▸ **Source document**:
RPI students getting high off new Resilience drug

THE HIT NEW RESILENCE DRUG PLANT MAY LOOK like an innocuous plant but hides a much more sinister effect on its users. A more casual observer may

In a press release, Department of Public Safety Director Jerry Matthews announced a recent discovery of a trending new activity affecting Rensselaer students.

“It’s quite terrifying,” says Matthews. “Resilience use is skyrocketing faster than we could have ever imagined.” There have been thousands of known cases of Resilience on campus since the start of the Fall 2015 semester, and DPS is unsure how long this trend will continue on. “I’m worried that this is just the start of annual trends that sweep through the campus community, then disappear over the summer.”

The drug was announced in an anonymous email to the Rensselaer community from an unknown university president. It is also The Poly’s understanding that many in the freshmen have obtained a copy of a book that describes how to produce and use the drug.

Through some… anonymous sources, The Poly has uncovered some information about this new drug. Our source has told us that Resilience is derived from a plant. “It’s actually quite hard to find,” said our source. “There are very few plants that are able to make their way through concrete, which is how one knows that particular plant has a high concentration of resilience.” One a plant is found, the young leaves—old leaves are not very resilient—are plucked and dried for three to five days. “After that, they are ground up and put in small, porous bag for sale.” Most users boil water and allow the hot liquid to extract the active ingredient from the crushed leaves, drinking the infused water.

When the drug is consumed, our source reports feeling “a burst of energy and motivation to do everything.” The drug gives the user high levels of energy and allows the user to complete tasks in the face of adversity. The drug is highly addictive; withdrawal symptoms include drowsiness, headaches, irritability, lack of concentration, and depression.

While most reports have chronicled this agent’s rise in use for the RPI community, other higher institutions have been impacted as well. The Poly will continue to report on this topic as updates are available.

Disclaimer: All articles and content published on December 9, 2015 are works of fiction. Any resemblance to actual persons, organizations, locations, or incidents is purely coincidental.

▸ **Supplied entries**:
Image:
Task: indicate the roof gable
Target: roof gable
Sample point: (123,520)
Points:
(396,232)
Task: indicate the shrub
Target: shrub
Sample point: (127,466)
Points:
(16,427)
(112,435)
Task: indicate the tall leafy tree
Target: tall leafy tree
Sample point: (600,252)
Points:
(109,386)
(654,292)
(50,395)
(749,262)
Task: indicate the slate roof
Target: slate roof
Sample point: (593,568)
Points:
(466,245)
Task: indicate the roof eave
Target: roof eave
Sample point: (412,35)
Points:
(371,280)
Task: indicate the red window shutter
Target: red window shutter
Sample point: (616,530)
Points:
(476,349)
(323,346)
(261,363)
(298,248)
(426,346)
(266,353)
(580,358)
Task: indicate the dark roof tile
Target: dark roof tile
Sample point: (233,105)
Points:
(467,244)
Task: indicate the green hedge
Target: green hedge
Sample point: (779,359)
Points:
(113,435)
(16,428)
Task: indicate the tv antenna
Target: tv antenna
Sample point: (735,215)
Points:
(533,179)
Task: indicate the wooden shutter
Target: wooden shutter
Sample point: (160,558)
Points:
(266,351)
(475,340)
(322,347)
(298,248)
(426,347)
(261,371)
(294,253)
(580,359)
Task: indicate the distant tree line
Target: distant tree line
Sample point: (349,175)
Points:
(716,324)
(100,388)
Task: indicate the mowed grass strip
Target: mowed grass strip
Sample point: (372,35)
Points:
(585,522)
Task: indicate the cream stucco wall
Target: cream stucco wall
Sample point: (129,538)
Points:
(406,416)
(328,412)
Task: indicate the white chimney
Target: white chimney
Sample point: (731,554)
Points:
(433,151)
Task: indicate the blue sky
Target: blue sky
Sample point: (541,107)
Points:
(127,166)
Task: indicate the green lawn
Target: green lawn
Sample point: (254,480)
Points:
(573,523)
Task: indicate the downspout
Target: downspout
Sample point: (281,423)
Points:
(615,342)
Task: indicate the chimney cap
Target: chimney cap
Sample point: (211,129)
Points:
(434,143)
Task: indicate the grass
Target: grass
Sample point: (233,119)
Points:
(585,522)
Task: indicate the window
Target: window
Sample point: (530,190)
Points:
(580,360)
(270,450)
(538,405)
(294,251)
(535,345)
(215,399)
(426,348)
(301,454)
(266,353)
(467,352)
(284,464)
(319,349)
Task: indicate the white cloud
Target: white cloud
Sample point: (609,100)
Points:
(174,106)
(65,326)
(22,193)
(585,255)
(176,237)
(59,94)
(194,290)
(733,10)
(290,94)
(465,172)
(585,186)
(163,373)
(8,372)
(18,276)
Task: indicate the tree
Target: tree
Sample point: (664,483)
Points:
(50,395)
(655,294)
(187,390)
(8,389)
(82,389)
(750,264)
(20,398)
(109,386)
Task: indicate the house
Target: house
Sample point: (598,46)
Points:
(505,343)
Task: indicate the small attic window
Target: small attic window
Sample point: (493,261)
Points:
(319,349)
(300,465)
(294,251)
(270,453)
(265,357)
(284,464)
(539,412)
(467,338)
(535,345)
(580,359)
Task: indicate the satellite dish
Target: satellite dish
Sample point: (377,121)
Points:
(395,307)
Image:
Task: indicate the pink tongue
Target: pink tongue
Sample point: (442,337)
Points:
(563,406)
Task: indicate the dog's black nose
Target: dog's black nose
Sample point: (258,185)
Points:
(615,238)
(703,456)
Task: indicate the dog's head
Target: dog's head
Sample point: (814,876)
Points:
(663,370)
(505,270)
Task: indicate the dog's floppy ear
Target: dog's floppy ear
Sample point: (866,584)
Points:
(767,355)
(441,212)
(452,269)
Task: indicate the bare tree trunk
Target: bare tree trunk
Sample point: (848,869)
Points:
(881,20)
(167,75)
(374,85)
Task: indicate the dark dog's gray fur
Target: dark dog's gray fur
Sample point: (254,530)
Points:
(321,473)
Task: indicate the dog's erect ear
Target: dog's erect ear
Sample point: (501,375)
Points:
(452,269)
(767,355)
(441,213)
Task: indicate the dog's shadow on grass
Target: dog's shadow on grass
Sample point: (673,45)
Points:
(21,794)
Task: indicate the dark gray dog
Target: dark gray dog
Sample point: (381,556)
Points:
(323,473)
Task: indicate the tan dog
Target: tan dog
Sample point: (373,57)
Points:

▸ **Exercise requirements**: Write out the part of the Resilience drug article that starts at the words "Disclaimer: All articles" and ends after the words "is purely coincidental.", copying it word for word.

▸ **Result for this task**:
Disclaimer: All articles and content published on December 9, 2015 are works of fiction. Any resemblance to actual persons, organizations, locations, or incidents is purely coincidental.